** TASK **
Give the records again exactly. Pictures do not belong in the copy.

--- EXERCISE DATA Enclosed Below ---

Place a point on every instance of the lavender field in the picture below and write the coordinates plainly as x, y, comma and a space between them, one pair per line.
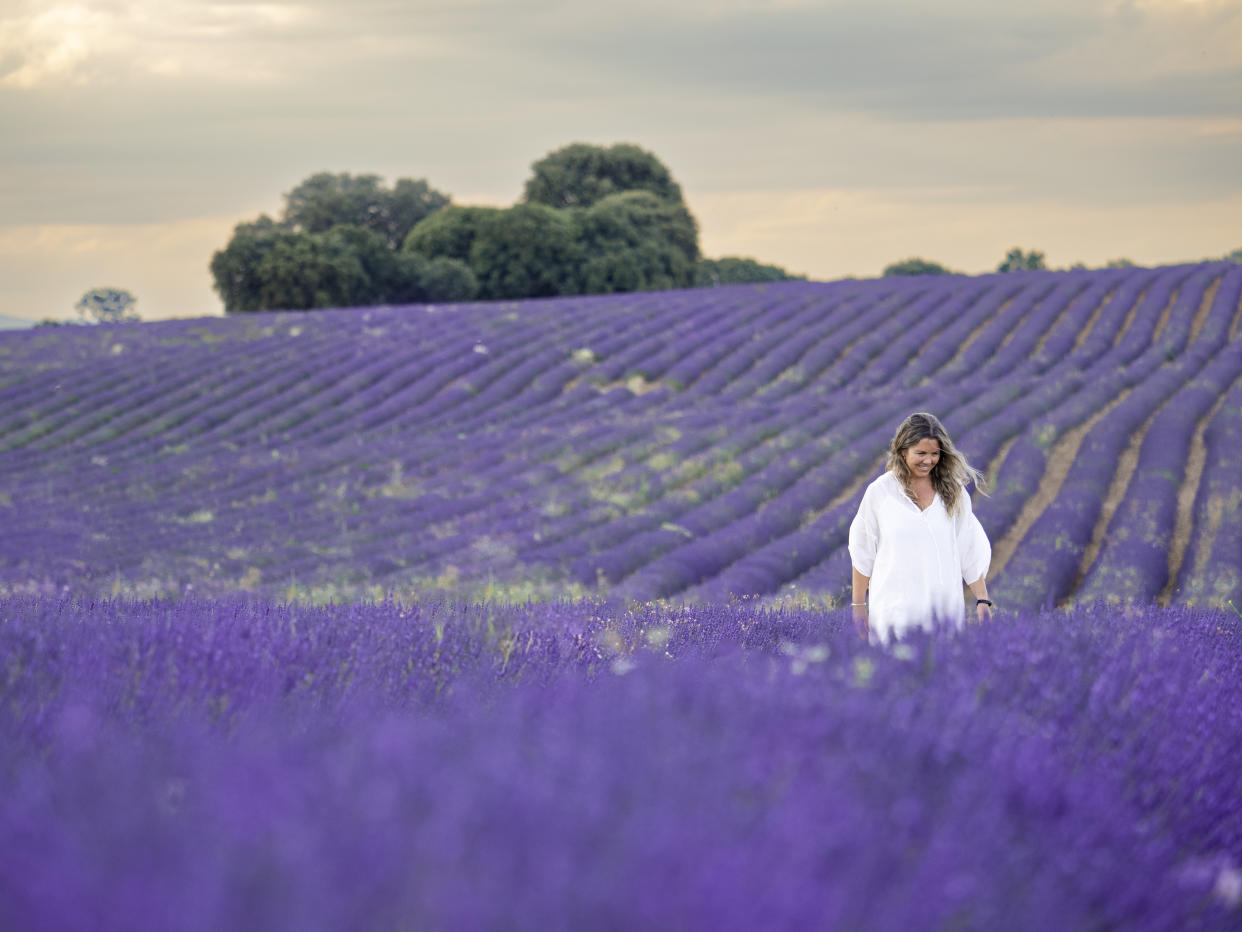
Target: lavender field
525, 615
226, 764
694, 445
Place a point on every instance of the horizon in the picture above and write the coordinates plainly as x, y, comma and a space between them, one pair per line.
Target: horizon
829, 138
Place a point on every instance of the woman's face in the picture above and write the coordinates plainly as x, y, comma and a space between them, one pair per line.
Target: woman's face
922, 457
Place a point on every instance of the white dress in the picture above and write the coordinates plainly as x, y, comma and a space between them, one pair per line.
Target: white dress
917, 559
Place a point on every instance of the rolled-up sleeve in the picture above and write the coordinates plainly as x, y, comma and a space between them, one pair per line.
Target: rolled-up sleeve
973, 543
865, 534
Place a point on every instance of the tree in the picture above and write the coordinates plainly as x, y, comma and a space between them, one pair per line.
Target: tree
450, 232
635, 241
578, 175
107, 306
525, 251
738, 270
326, 200
267, 266
915, 266
1019, 261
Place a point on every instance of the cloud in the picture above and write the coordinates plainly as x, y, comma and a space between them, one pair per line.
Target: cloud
73, 44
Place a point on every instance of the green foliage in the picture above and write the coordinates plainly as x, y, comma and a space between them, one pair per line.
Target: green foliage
915, 266
447, 280
525, 251
635, 241
578, 175
738, 270
594, 219
107, 306
326, 200
450, 232
268, 266
1019, 261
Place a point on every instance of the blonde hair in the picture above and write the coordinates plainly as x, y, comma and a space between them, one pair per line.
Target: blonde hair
950, 472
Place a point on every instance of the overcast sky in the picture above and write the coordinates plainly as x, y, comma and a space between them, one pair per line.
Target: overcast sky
830, 138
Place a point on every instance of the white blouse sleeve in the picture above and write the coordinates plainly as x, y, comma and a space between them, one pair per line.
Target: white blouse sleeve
865, 534
973, 544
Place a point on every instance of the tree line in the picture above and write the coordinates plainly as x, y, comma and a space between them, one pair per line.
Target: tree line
591, 220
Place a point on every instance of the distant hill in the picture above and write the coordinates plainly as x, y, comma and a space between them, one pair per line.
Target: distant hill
686, 444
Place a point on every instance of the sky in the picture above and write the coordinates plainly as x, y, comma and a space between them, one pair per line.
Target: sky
830, 138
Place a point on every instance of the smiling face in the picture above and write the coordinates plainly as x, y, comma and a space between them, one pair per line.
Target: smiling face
922, 457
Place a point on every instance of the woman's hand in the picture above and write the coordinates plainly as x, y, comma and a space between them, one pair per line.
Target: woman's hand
860, 615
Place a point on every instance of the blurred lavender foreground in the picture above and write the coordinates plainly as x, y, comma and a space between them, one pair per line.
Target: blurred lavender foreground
237, 766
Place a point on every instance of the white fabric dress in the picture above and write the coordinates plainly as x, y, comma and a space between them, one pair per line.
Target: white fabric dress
917, 559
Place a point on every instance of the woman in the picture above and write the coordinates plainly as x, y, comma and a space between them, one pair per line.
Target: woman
915, 538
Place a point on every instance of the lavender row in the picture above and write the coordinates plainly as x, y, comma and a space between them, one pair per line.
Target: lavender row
201, 766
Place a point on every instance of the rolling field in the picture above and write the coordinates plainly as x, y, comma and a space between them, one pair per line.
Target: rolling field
524, 615
692, 445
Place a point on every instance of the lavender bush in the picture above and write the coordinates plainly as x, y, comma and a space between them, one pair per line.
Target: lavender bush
231, 764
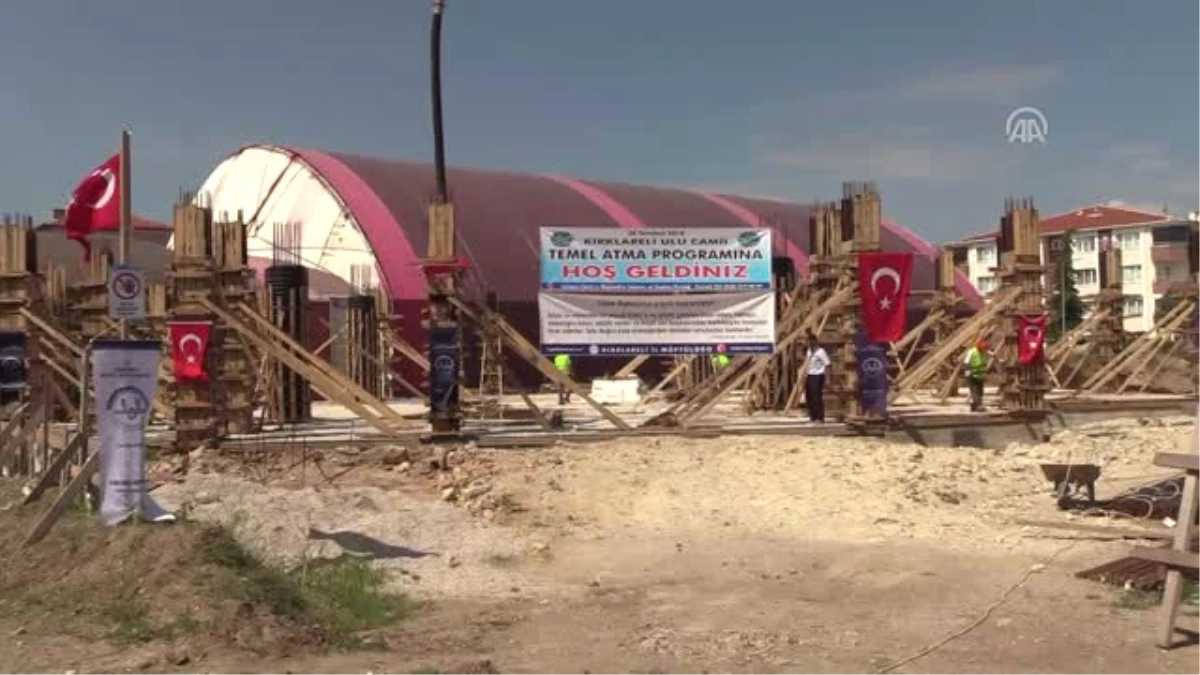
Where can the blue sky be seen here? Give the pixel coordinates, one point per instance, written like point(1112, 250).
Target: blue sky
point(773, 97)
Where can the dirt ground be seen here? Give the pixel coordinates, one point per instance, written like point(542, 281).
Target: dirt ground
point(754, 555)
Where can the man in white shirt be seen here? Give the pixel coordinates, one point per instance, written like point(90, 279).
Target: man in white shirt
point(814, 381)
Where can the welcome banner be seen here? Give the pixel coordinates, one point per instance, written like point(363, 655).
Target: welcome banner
point(703, 323)
point(586, 260)
point(125, 375)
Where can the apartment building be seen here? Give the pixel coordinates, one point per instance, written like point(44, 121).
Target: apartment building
point(1153, 254)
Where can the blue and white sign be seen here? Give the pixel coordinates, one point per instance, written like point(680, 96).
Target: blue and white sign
point(588, 260)
point(641, 323)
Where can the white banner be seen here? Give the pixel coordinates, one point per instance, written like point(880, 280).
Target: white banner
point(125, 375)
point(681, 260)
point(735, 323)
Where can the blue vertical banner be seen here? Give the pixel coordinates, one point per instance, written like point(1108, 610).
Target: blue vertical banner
point(873, 376)
point(444, 363)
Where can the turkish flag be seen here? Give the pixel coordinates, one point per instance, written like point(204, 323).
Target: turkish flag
point(95, 204)
point(189, 346)
point(1031, 339)
point(885, 281)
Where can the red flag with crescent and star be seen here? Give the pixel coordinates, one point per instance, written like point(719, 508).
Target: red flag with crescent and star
point(189, 347)
point(885, 280)
point(95, 204)
point(1031, 342)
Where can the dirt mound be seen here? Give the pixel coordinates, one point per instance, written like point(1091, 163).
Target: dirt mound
point(183, 584)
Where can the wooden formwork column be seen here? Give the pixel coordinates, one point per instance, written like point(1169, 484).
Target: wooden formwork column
point(91, 304)
point(190, 282)
point(287, 287)
point(1108, 336)
point(861, 223)
point(774, 387)
point(363, 342)
point(946, 303)
point(237, 372)
point(1023, 387)
point(19, 290)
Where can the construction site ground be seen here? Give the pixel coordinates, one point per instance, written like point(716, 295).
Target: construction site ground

--- End of Enclosed EXERCISE DATA ---

** EXPECTED ANSWER **
Place a point on every instance of the lavender field in the picture below and write the coordinates plainly as x, y, comma and a space between them, one pair per line.
Target: lavender field
525, 615
226, 764
694, 445
Place a point on every instance of the horizon in the picture above and write the coordinates plainly as x, y, comma and a space between them, one pair per line.
Target: horizon
829, 138
Place a point on every instance of the woman's face in the picture above and write the coordinates plainly as x, y, comma and a space between them, one pair per line.
Target: woman's face
922, 457
Place a point on every instance of the white dress in the picture above and write the coordinates plainly as x, y, comma and a space between them, one pair per line.
Target: white dress
917, 559
Place a point on every instance of the rolled-up sleeve in the picture above and write the coordinates plainly as x, y, comma and a space between them, one pair per line.
Target: rolled-up sleeve
973, 543
865, 534
Place a point on every instance of the tree in the picture above and write the coordinates plainly as x, y, comma and a space between them, one pair per line.
Target: tree
450, 232
635, 241
578, 175
107, 306
525, 251
738, 270
326, 200
267, 266
915, 266
1019, 261
Place a point on every instance of the cloud in the picture above and write the coordinates plainly as x, y, comma and a space between them, one pair per line.
Target: cloud
73, 44
Place a point on every instance of the green foliage in the picture above and write the coordinates plainly as x, y, comma and a space between them, one pair per line.
Target: green foliage
915, 266
447, 280
525, 251
635, 241
578, 175
738, 270
594, 219
107, 306
326, 200
450, 232
268, 266
1019, 261
Place a point on every instance of the blonde hair in the picture above and write the coordinates plainly as x, y, comma and a space between them, one pair per line.
Target: blonde hair
950, 472
Place a point on every instance of the overcast sky in the picture above and write the coordinates plainly as x, y, comma and a space between them, one pair per line.
Target: overcast sky
830, 138
Place a point on every instance of the white blouse sleeve in the picture above and write the coordinates plainly as x, y, comma and a space between them, one pair per line.
Target: white blouse sleeve
865, 534
973, 544
Place a point on every instance of the tree line in the picture above and write the coordinates plainly as x, y, comma and a space between them, one pair per line.
Target: tree line
591, 220
Place a point on every instance of the distant hill in the picture above and write the coordinates plainly as x, y, comma and a space between them, one pair per line.
Target: distant hill
686, 444
Place a point on every instance of the sky in the picture above and write the coordinates plainly as x, y, comma and a space between them, one pair per line.
Target: sky
830, 138
Place a point on every instance of the smiling face in the picture above and write the coordinates plainly as x, y, comma and a space between them, one pair per line.
Target: smiling face
922, 457
Place a point on every instance of the woman's hand in the picture above and write the coordinates plainly as x, y, comma and a space between them, one pair per line.
Target: woman's hand
860, 615
Place a point on every instance of the blurred lavender foreground in the picture above and write the coordinates plainly as x, y, comma and a space between them, one pair per line.
Target: blurred lavender foreground
237, 766
Place a point on every instance of the white fabric dress in the picture above and write the coordinates plainly as x, y, comma and a space between them, one pair per line.
Target: white fabric dress
917, 559
Place a point on every instance of the woman in the picture above and write the coordinates plainly as x, y, comma and a space between them, one pair per line.
Target: woman
915, 538
Place a point on every instance of the lavender row in the picture above and write the coordinates plainly as x, y, comma and a space between them, one pair per line.
Target: lavender row
201, 766
Place a point on every instance of the rolling field in the picture above and write the coordinates plainly as x, y, comma and a space between them, one pair per line.
Target: rolling field
524, 615
692, 445
Place a point on every instance of the lavender bush in the picture above and write the coordinates plainly as x, y, comma and a space between them, one pair per line.
Target: lavender bush
231, 764
Where can the blue sky be seen here? Give the pixel coordinates, one point per instance, written like point(1112, 250).
Target: blue sky
point(773, 97)
Where can the dirt ground be seen here? Give the pixel coordinates, one point per instance, written like point(542, 281).
Target: dirt ground
point(754, 555)
Where can the man in white shirt be seen here? Give the pixel coordinates, one point per instance, written like point(90, 279).
Target: man in white shirt
point(814, 381)
Where can the welcome banner be seen here? Give the pixel coordinates, one point per instance, written like point(363, 655).
Target: welcome banner
point(703, 323)
point(586, 260)
point(125, 375)
Where can the apartment building be seen here? Give the pixel coordinates, one point per instance, written like point(44, 121).
Target: apartment building
point(1153, 254)
Where can the blue and white sign be seen here? Give the pixel coordinates, one point per instance, written like point(680, 96).
Target: blue and white sign
point(588, 260)
point(641, 323)
Where can the white banner be seen here? Give the pixel coordinates, one point per instance, written like point(880, 280).
Target: white banner
point(125, 375)
point(681, 260)
point(735, 323)
Where can the blue vertical banner be seen here? Give the pixel coordinates, one point per instance, written like point(1108, 610).
Target: blue vertical banner
point(873, 376)
point(444, 363)
Where can the turkish flag be seen here? Give the pixel coordinates, one point per instance, written like point(204, 323).
Target: turkish flag
point(95, 204)
point(189, 346)
point(1031, 339)
point(885, 281)
Where can the red flag with crescent and star be seen here? Give the pixel coordinates, one point per instance, written like point(719, 508).
Target: red flag with crescent and star
point(189, 347)
point(885, 280)
point(95, 204)
point(1031, 342)
Where can the dirt mound be seen here? Give the pixel coordinates, one point per instance, written like point(1091, 163).
Target: dirt mound
point(183, 584)
Where can the wooden formwork column be seen here? Give the pixel coordinates, one point per instance, written like point(1169, 484).
Target: wooden formwork column
point(91, 304)
point(190, 282)
point(287, 287)
point(1108, 336)
point(861, 223)
point(774, 387)
point(363, 342)
point(946, 303)
point(237, 372)
point(1023, 387)
point(19, 290)
Where can the construction site ground be seen here? Give the pixel coordinates, one point per instance, written like point(716, 295).
Target: construction site ground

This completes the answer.